> Exercise task a: Write out the passage on Du Xiaoman's compliance problems word for word, beginning with the words "Licensed payment services" and ending after the words "user privacy unprotected.".

As a licensed fintech platform, Du Xiaoman has recently been mired in complaints, with issues such as illegal lending, aggressive collection, hidden fees, payment penalties, and data leaks occurring one after another. User rights protection remains a high-profile issue.
In an environment where regulatory scrutiny is tightening and compliance has become the lifeline of the financial industry, Du Xiaoman urgently needs to address its compliance shortcomings, fill key management gaps, and quickly establish a “Chief Compliance Officer” to strengthen its compliance foundation and repair user trust.
Frequent Compliance Issues at Du Xiaoman
The core of fintech is risk control and compliance, yet Du Xiaoman’s recent operations run counter to compliance requirements.
Financial commentary sources have noted that through third-party complaint platforms, regulatory fines, and reports by authoritative media, Du Xiaoman faces compliance risks in five key areas: lending, collection, pricing, payments, and information security. Complaints have been rising steadily, making it a major hotspot for customer grievances.
In lending, Du Xiaoman repeatedly crosses regulatory red lines, especially regarding campus loans. The government explicitly bans financial institutions from issuing internet consumer loans to full-time students. Although the platform’s agreements include non-student commitments, they rely solely on user declarations without effective verification mechanisms like academic status checks or identity screening, leading to ongoing illegal lending practices. According to public reports from Shanxi Daily, a graduate student, Xiao Zhu, borrowed over 60,000 yuan from Du Xiaoman during her studies, falling into a debt cycle and even abandoning her further education. Complaints from students on platforms like Black Cat Complaint and 12315 are high, and the platform’s lending to those without repayment ability violates regulatory rules and increases financial risks.
Collection management is another major complaint area, with numerous violations. Third-party collection agencies hired by Du Xiaoman frequently engage in high-frequency calls, abusive threats, unauthorized disclosure of debt information, and impersonation of regulatory authorities to pressure borrowers—behaviors that constitute soft violence. They even harass vulnerable groups like the elderly and pregnant women, severely disrupting users’ lives. A trending topic on social media highlighted a case where a celebrity was mistakenly listed as an emergency contact and faced persistent collection efforts, exposing loopholes in collection compliance. Despite multiple regulatory guidelines, the platform’s oversight of outsourced teams remains inadequate.
Pricing and fee transparency issues also cause widespread user protests. The platform promotes low-interest loans but the actual annualized rates far exceed advertised figures, with some products approaching the legal cap of 24%. Forced bundling of memberships, insurance, and other services, undisclosed charges, non-refundable fees for failed loans, and unreasonable early repayment penalties are common. Fee and interest calculations are often unclear. Data shows that in 2025, over 38,000 complaints related to Du Xiaoman were filed, with more than 40% concerning fees and interest disputes. Low resolution rates further escalate user conflicts.
Licensed payment services also face compliance issues. Du Xiaoman’s payment operations have been fined by the central bank for lacking proper real-name verification, illegal account openings, and lax risk controls, revealing vulnerabilities in payment settlement oversight. Even after personnel adjustments, complaints about unauthorized deductions and merchant violations persist, jeopardizing user funds. Additionally, frequent data security breaches lead to harassment and scam messages, and even unregistered users are targeted with marketing and collection messages. Excessive data collection, inadequate authorization disclosures, and violations of the Personal Information Protection Law have left user privacy unprotected.

> Supplied material:

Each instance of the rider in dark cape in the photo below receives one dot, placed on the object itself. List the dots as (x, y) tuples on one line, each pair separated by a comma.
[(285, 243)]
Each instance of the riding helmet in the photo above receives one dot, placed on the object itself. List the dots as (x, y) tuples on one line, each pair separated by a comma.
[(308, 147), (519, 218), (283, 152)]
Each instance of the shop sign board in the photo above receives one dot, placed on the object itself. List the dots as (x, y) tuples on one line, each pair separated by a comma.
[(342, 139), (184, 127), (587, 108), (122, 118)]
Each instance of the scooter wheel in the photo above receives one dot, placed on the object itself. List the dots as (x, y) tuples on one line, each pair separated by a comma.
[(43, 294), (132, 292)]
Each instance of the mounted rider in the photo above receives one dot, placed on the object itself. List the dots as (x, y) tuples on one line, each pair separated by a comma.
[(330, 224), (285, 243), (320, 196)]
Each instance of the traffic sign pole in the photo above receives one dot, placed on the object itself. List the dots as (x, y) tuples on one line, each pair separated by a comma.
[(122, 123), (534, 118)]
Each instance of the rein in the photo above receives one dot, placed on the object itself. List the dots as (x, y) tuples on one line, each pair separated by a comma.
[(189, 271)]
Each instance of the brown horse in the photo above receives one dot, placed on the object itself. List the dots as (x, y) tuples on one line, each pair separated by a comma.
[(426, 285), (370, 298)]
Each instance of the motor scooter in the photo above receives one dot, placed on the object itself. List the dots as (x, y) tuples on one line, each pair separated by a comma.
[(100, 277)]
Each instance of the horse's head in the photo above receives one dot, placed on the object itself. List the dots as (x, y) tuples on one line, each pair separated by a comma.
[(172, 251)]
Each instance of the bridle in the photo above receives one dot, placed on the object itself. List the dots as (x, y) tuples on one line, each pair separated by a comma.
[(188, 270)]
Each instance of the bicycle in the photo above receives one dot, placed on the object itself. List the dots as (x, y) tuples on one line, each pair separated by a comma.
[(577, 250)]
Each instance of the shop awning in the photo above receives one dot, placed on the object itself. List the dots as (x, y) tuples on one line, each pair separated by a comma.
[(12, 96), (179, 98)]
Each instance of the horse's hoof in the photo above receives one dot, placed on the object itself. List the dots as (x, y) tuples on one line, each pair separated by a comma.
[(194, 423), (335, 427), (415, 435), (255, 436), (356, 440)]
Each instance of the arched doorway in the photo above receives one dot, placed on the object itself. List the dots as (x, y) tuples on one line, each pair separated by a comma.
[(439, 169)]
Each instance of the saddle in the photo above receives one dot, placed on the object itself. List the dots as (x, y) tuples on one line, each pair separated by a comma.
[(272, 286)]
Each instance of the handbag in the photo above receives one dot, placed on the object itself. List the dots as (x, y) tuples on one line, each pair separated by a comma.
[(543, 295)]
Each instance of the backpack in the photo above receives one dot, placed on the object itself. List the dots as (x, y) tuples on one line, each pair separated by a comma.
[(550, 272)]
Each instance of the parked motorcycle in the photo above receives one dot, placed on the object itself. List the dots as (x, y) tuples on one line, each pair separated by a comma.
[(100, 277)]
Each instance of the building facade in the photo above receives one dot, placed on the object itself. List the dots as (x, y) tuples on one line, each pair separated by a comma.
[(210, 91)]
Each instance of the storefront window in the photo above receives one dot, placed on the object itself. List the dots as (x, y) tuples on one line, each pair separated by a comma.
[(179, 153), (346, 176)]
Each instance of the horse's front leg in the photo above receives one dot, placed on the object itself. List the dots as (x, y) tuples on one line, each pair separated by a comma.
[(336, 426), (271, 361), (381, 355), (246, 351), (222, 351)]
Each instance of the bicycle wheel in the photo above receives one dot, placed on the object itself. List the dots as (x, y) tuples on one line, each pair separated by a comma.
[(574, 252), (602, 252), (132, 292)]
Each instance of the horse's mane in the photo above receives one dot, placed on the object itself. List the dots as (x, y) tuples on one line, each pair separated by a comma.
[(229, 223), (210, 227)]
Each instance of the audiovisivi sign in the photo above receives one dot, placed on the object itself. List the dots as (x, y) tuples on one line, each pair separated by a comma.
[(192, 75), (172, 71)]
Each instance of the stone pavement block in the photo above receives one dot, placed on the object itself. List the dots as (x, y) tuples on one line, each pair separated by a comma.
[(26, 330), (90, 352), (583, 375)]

> Exercise task b: Reproduce, line for line, the part of the listing that begins at the line containing "Each instance of the horse's hoof" and ends after the line containing "[(550, 272)]".

> Solution a:
Licensed payment services also face compliance issues. Du Xiaoman’s payment operations have been fined by the central bank for lacking proper real-name verification, illegal account openings, and lax risk controls, revealing vulnerabilities in payment settlement oversight. Even after personnel adjustments, complaints about unauthorized deductions and merchant violations persist, jeopardizing user funds. Additionally, frequent data security breaches lead to harassment and scam messages, and even unregistered users are targeted with marketing and collection messages. Excessive data collection, inadequate authorization disclosures, and violations of the Personal Information Protection Law have left user privacy unprotected.

> Solution b:
Each instance of the horse's hoof in the photo above receives one dot, placed on the object itself. List the dots as (x, y) tuples on one line, each pair separated by a comma.
[(194, 423), (335, 427), (415, 435), (255, 436), (356, 440)]
Each instance of the arched doorway in the photo above receives one dot, placed on the object itself. List the dots as (x, y) tuples on one line, each pair separated by a comma.
[(439, 169)]
Each instance of the saddle in the photo above receives one dot, placed on the object itself. List the dots as (x, y) tuples on one line, each pair separated by a comma.
[(272, 286)]
Each instance of the handbag in the photo above receives one dot, placed on the object itself. List the dots as (x, y) tuples on one line, each pair separated by a comma.
[(543, 295)]
Each instance of the backpack in the photo above receives one dot, placed on the object itself. List the dots as (x, y) tuples on one line, each pair separated by a comma.
[(550, 272)]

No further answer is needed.